How does bromination of alkenes work?
In the previous post we showed how the mechanism for bromination of alkenes can’t possibly go through a carbocation intermediate.
Why not? We have at least 3 good reasons:
- It’s stereoselective. The two atoms that form new bonds to carbon add to opposite faces of the alkene (“anti” stereoselectivity)
- The reaction is stereospecific – (Z)-2-butene gives different product(s) than does (E)-2-butene (in fact, the products are stereoisomers of each other).
- No rearrangements are observed, as they are for, say, the reactions of H-Cl with certain alkenes
None of those results are consistent with the reaction going through a planar carbocation.
There is one other detail to explain: when using water as a solvent, the reaction proceeds with “Markovnikov” regioselectivity. That is, the C-O bond is formed on the most substituted carbon of the alkene.
Bromination Proceeds Through A 3-Membered “Brominium Ion” Intermediate
Back in 1937, Roberts and Kimball used similar observations to point out the deficiency of a free-carbocation mechanism proposed earlier by Robinson [see note]. They argued that a free carbocation would allow for rotation about the carbon-carbon bond, and that this was inconsistent with the products observed in this reaction.
Instead, they invoked the intermediacy of a 3-membered ring structure with a positive charge on the halogen, which is “isoelectronic” (i.e. has the same electronic configuration) as a member of the oxygen family [epoxides, for instance]. Importantly, they said:
“Since the two carbons in [the structure] are joined by a single bond and by a halogen bridge, free rotation is not to be expected”

- **Data**
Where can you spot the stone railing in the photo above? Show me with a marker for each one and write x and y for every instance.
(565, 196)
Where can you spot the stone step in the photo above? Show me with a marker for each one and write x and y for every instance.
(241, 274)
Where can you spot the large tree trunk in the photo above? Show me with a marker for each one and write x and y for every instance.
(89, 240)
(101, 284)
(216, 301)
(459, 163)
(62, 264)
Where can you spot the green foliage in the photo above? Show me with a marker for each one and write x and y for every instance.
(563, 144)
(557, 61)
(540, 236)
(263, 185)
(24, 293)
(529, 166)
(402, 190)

- **Instruction**
From the alkene bromination page above, reproduce word for word the passage that opens with the words containing "How does bromination" and closes with "a planar carbocation.".

- **Response to this task**
How does bromination of alkenes work?
In the previous post we showed how the mechanism for bromination of alkenes can’t possibly go through a carbocation intermediate.
Why not? We have at least 3 good reasons:
- It’s stereoselective. The two atoms that form new bonds to carbon add to opposite faces of the alkene (“anti” stereoselectivity)
- The reaction is stereospecific – (Z)-2-butene gives different product(s) than does (E)-2-butene (in fact, the products are stereoisomers of each other).
- No rearrangements are observed, as they are for, say, the reactions of H-Cl with certain alkenes
None of those results are consistent with the reaction going through a planar carbocation.